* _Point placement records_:

# # # # # # #

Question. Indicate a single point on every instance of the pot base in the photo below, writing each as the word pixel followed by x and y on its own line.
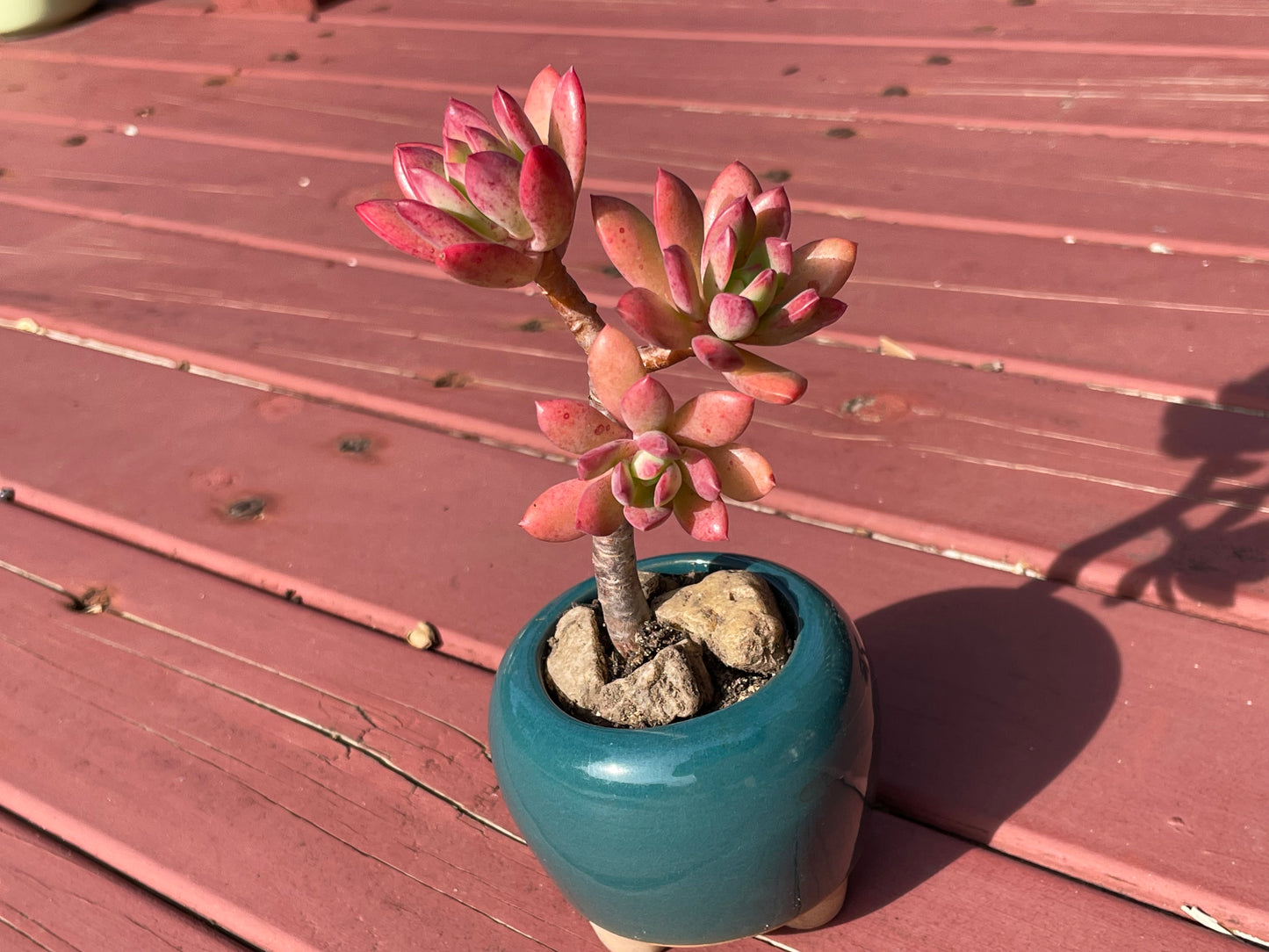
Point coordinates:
pixel 820 914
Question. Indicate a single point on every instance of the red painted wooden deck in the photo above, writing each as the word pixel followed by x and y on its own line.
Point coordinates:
pixel 1051 524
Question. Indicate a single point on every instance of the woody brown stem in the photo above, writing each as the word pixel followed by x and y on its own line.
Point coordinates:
pixel 579 315
pixel 621 597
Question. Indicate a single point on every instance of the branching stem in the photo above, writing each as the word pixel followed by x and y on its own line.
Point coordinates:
pixel 621 597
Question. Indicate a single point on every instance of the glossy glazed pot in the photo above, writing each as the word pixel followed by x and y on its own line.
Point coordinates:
pixel 703 830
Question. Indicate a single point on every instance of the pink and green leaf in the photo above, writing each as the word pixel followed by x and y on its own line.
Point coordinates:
pixel 667 487
pixel 645 518
pixel 798 319
pixel 823 265
pixel 773 213
pixel 702 473
pixel 712 419
pixel 658 444
pixel 493 183
pixel 615 365
pixel 717 354
pixel 732 316
pixel 744 473
pixel 514 123
pixel 646 405
pixel 676 213
pixel 733 182
pixel 382 217
pixel 489 265
pixel 681 272
pixel 546 198
pixel 766 381
pixel 552 516
pixel 575 425
pixel 537 103
pixel 598 510
pixel 631 244
pixel 567 126
pixel 436 226
pixel 704 521
pixel 602 458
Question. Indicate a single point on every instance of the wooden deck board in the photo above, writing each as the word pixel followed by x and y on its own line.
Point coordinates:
pixel 205 732
pixel 1031 807
pixel 1072 196
pixel 56 900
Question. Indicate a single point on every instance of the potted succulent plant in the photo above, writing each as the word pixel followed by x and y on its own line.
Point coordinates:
pixel 689 761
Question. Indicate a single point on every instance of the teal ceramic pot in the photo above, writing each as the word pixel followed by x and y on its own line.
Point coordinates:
pixel 710 829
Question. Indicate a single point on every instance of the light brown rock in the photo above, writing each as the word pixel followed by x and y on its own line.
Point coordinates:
pixel 576 663
pixel 673 686
pixel 735 616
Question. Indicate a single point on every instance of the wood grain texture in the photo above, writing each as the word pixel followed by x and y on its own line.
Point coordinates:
pixel 116 724
pixel 51 898
pixel 1057 213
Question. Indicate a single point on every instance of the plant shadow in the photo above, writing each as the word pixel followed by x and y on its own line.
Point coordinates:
pixel 984 696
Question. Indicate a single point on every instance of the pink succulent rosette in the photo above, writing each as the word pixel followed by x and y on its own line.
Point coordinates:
pixel 655 462
pixel 489 202
pixel 717 277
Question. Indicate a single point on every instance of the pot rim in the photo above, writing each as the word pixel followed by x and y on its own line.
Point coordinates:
pixel 796 595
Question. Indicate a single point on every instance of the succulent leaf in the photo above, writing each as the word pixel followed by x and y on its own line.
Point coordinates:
pixel 461 117
pixel 676 213
pixel 824 265
pixel 646 466
pixel 575 425
pixel 732 318
pixel 384 219
pixel 602 458
pixel 702 473
pixel 717 354
pixel 598 510
pixel 552 516
pixel 704 521
pixel 624 484
pixel 418 180
pixel 493 183
pixel 720 258
pixel 733 182
pixel 631 244
pixel 766 381
pixel 567 126
pixel 798 320
pixel 773 213
pixel 645 518
pixel 489 265
pixel 514 123
pixel 646 405
pixel 615 365
pixel 537 103
pixel 436 226
pixel 744 473
pixel 546 198
pixel 712 419
pixel 659 444
pixel 409 157
pixel 667 487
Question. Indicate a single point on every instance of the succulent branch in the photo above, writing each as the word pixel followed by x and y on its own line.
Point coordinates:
pixel 494 206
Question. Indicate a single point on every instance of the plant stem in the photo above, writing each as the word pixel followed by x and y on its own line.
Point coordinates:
pixel 621 597
pixel 582 318
pixel 579 315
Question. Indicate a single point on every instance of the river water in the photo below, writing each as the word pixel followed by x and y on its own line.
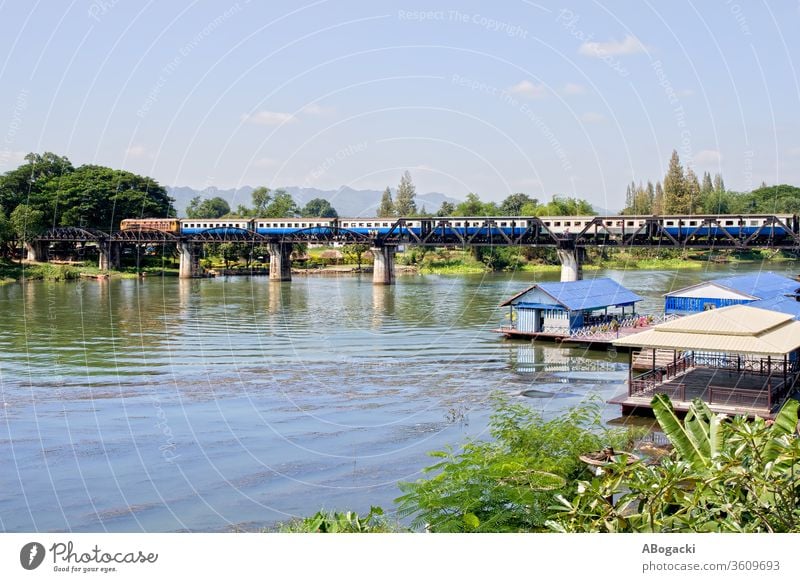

# # # # # # #

* _YOUR GOAL_:
Can you repeat the records starting with the line that contains "the wood grain" and going on through the line that contains "pixel 796 595", copying each line as it appears?

* _RESULT FOR THIS EXERCISE_:
Question. Indicate a single point on every instance of the wood grain texture in the photo above, writing each as the word pixel followed by x and y on its own line.
Point coordinates:
pixel 116 724
pixel 51 898
pixel 1057 213
Question. Indicate a single point on every instance of the plant shadow in the photo above, writing each as the word pixel followed by x and y on its own line.
Point coordinates:
pixel 984 696
Question. Indicate a single point on every instance of the pink succulent rosette in the photo above, writing each as the word pixel followed by x and y on its own line.
Point coordinates:
pixel 655 462
pixel 489 202
pixel 717 277
Question. Indicate a single point on every instance of the pot rim in the photo above, writing each as the word pixel followed by x and y on its own line.
Point coordinates:
pixel 796 595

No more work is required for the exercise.